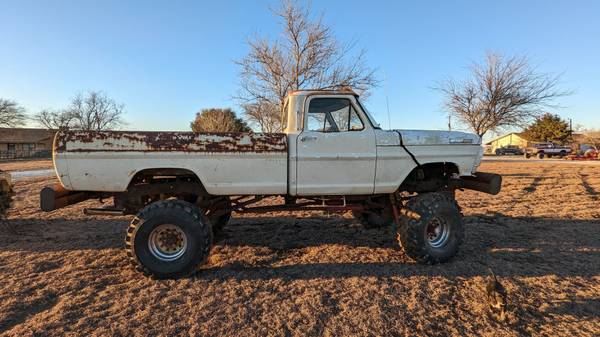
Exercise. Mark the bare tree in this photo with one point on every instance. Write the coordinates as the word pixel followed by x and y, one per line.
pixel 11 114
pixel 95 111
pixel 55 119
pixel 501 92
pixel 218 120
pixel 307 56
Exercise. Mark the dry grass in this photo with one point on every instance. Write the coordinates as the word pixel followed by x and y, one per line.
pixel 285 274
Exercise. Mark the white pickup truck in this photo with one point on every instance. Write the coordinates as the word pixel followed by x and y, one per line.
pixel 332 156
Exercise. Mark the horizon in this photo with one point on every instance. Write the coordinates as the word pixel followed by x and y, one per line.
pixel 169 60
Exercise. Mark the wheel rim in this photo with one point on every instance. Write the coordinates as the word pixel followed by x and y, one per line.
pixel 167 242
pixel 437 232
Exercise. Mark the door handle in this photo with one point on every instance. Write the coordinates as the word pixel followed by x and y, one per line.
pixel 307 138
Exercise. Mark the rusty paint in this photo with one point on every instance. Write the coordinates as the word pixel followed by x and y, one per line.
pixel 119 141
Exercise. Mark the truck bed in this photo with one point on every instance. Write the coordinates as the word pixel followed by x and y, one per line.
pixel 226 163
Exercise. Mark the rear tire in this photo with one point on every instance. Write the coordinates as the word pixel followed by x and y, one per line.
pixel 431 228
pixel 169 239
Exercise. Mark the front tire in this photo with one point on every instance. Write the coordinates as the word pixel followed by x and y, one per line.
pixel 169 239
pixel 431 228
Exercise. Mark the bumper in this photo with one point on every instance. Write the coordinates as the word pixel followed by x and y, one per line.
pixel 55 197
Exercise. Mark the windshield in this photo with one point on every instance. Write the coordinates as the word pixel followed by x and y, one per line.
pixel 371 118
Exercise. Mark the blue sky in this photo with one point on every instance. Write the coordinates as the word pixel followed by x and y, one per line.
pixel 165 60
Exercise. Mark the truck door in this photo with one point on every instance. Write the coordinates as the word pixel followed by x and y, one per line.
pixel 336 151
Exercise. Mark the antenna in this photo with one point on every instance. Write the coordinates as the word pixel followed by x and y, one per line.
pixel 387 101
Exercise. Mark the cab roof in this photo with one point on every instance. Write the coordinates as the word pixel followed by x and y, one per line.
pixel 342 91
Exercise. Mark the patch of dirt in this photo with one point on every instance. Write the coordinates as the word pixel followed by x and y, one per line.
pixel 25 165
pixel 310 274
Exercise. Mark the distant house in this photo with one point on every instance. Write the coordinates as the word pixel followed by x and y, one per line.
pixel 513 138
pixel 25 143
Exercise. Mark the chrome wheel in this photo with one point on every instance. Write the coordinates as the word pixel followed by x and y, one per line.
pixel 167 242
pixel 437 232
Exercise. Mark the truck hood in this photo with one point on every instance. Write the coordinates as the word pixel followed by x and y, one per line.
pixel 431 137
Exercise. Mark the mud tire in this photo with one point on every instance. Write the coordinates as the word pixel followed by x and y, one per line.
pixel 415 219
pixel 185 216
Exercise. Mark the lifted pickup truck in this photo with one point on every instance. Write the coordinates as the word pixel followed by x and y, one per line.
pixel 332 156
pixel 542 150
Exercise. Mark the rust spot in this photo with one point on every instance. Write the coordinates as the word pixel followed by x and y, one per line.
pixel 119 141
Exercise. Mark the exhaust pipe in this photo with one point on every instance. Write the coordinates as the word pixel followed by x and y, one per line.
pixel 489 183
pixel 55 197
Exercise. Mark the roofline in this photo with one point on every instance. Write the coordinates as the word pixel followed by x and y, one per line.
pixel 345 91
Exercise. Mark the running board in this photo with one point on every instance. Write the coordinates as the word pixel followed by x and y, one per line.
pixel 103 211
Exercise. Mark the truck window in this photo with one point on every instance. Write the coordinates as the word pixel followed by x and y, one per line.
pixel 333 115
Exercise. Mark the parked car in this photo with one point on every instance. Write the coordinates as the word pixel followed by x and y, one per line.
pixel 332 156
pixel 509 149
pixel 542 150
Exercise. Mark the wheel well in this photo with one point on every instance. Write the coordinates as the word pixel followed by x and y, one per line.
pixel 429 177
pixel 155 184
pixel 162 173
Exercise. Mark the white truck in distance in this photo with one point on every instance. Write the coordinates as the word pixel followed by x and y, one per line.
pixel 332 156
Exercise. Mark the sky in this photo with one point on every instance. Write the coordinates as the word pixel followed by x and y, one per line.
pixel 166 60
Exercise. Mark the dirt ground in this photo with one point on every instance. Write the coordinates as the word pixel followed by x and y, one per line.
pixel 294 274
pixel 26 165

TASK BRIEF: Copy the material verbatim. The pictures are not part of the copy.

YOUR RESPONSE:
Exercise. Mark the bare tree in this photo with one point on every instance. Write the coordinates as the word pixel followed by x and y, one per line.
pixel 11 114
pixel 95 111
pixel 55 119
pixel 501 92
pixel 218 120
pixel 307 56
Exercise. Mark the dry grass in this photo with one point on every instance. Write the coordinates as the word pixel followed by x and y, one per line.
pixel 285 274
Exercise. Mark the white pickup truck in this photo with one point on every instance. Write the coordinates as the word pixel followed by x and y, one per line.
pixel 332 156
Exercise. Mark the horizon in this photo with one point on every instance. Write the coordinates as the word pixel followed by x and y, one per line.
pixel 169 60
Exercise. Mark the wheel rim in this photo with one point on every instance. Write the coordinates as the word pixel followed by x and y, one per line.
pixel 167 242
pixel 437 232
Exercise. Mark the door handle in this photo with one point on every instance. Write the coordinates as the word pixel followed by x and y, one per line.
pixel 307 138
Exercise. Mark the rusty paint in this photo with one point on every instance. Write the coordinates as the word pixel followed by x and y, one per line.
pixel 119 141
Exercise. Mark the truck bed in this photo with one point on every instance. Write the coordinates as the word pixel followed by x and y, one per line.
pixel 226 163
Exercise. Mark the rear tire in this photo with one point on every instance. Write the coordinates as the word pixel followed by x and y, one per line.
pixel 431 228
pixel 169 239
Exercise. Mark the front tire in this photo with one point on every instance. Write the coordinates as the word pixel followed by x and y, one per line.
pixel 169 239
pixel 431 228
Exercise. Mark the bumper in this photo with one point on every instance. Write the coordinates as the word pixel followed by x and y, one per line.
pixel 55 197
Exercise. Mark the windshield in this photo with one point on every instance. Write the coordinates as the word pixel followed by x and y, one per line.
pixel 371 118
Exercise. Mark the blue sky in this photo with one point on every instance. Write the coordinates as the word pixel followed by x and y, one per line.
pixel 165 60
Exercise. Mark the truck door in this photo with one point on every instance. Write the coordinates as the word pixel followed by x and y, one per line.
pixel 336 151
Exercise. Mark the antenna in this photo with one point on every instance. Write the coordinates as the word pixel followed by x and y, one per line.
pixel 387 101
Exercise. Mark the cab roof in this photo with one point on every instance. Write the coordinates as the word pixel followed by x and y, one per line.
pixel 342 91
Exercise. Mark the patch of dirt in this photo with one point on every instance. Write the coordinates as the word pixel followed by x and y, one per line.
pixel 25 165
pixel 310 274
Exercise. Mark the distant house in this photo with one point on every instance. Write the coordinates as the word pixel followed by x and y, one per line.
pixel 513 138
pixel 25 143
Exercise. Mark the chrome wheel in this photo with one point on every instance. Write the coordinates as the word pixel followed by x and y, one per line.
pixel 167 242
pixel 437 232
Exercise. Mark the truck hood in this photo with one point on every instance. Write the coordinates as the word pixel followed by x and y, one per line.
pixel 431 137
Exercise. Mark the mud tire in this photo with one point on every instance. Write the coordinates as the word pixel followed by x and y, one per line.
pixel 415 219
pixel 185 216
Exercise. Mark the lifted pickup truck in this photo with one point on every instance. Write the coordinates as the word pixel followed by x and y, one per line.
pixel 332 156
pixel 542 150
Exercise. Mark the rust spot in this photo with one point on every instance. Write the coordinates as the word pixel followed by x and y, one per line.
pixel 119 141
Exercise. Mark the exhaust pipe in this photo with one point on every instance. Write the coordinates as the word pixel followed by x and y, one per line.
pixel 489 183
pixel 55 197
Exercise. Mark the roofline in this photo with one point on every instance. Write the coordinates as the word pixel followed by x and y, one per line.
pixel 345 91
Exercise. Mark the running board in this photo with one point on every instance. Write the coordinates as the word pixel followed by x and y, one per line.
pixel 103 211
Exercise. Mark the truck window in this photo with one point on every instance. Write the coordinates as the word pixel followed by x and y, one per line.
pixel 333 115
Exercise. Mark the parked car in this photo with one point on every instance. Write the coordinates as the word pixel followed by x and y, one per line.
pixel 332 156
pixel 509 149
pixel 542 150
Exercise. Mark the wheel well in this photo with one point on every instance. Write the coordinates as the word pixel followed by x and y, one per line.
pixel 429 177
pixel 155 184
pixel 162 173
Exercise. Mark the white truck in distance in this photo with one point on every instance. Write the coordinates as the word pixel followed by x and y, one per line.
pixel 332 156
Exercise. Mark the sky in this photo with one point on every instance. Write the coordinates as the word pixel followed by x and y, one per line.
pixel 166 60
Exercise. Mark the dirt ground in this photo with one point on every instance. Write the coordinates as the word pixel followed by x and y, one per line.
pixel 294 274
pixel 26 165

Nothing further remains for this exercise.